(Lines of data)
BEGIN

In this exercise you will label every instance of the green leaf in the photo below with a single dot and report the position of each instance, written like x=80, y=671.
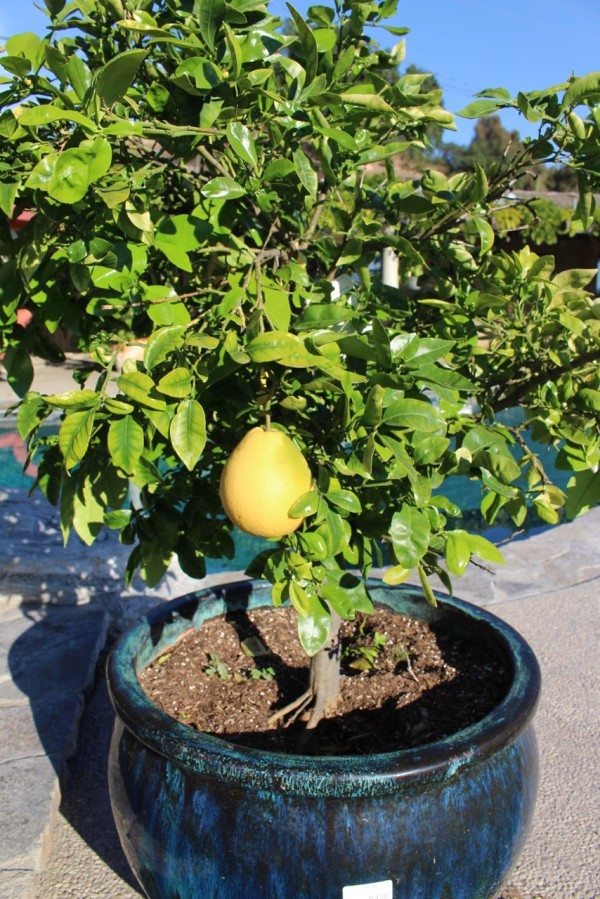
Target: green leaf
x=116, y=77
x=338, y=599
x=323, y=315
x=74, y=436
x=313, y=628
x=235, y=51
x=125, y=443
x=278, y=169
x=480, y=108
x=73, y=398
x=457, y=552
x=176, y=383
x=483, y=548
x=241, y=142
x=310, y=50
x=138, y=386
x=70, y=176
x=272, y=346
x=306, y=173
x=19, y=370
x=585, y=88
x=305, y=505
x=395, y=575
x=222, y=189
x=427, y=591
x=583, y=493
x=8, y=193
x=162, y=344
x=79, y=76
x=369, y=101
x=117, y=519
x=34, y=116
x=117, y=407
x=210, y=14
x=277, y=308
x=26, y=45
x=416, y=415
x=188, y=432
x=410, y=532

END

* [TASK BRIEF]:
Copy the lines above word for word, leaving out the pictures.

* [EXERCISE ANSWER]:
In this exercise you will label every instance of the green leaf in the photo below with a single dot and report the position of each instance, written like x=80, y=671.
Target: green leaf
x=116, y=77
x=338, y=599
x=323, y=315
x=74, y=436
x=313, y=628
x=235, y=51
x=125, y=443
x=278, y=169
x=480, y=108
x=73, y=398
x=457, y=552
x=176, y=383
x=483, y=548
x=241, y=142
x=310, y=50
x=138, y=386
x=70, y=176
x=272, y=346
x=306, y=173
x=19, y=370
x=585, y=88
x=305, y=505
x=395, y=575
x=222, y=189
x=427, y=591
x=583, y=493
x=8, y=193
x=162, y=344
x=79, y=76
x=369, y=101
x=117, y=519
x=34, y=116
x=117, y=407
x=210, y=14
x=277, y=308
x=26, y=45
x=416, y=415
x=188, y=432
x=410, y=532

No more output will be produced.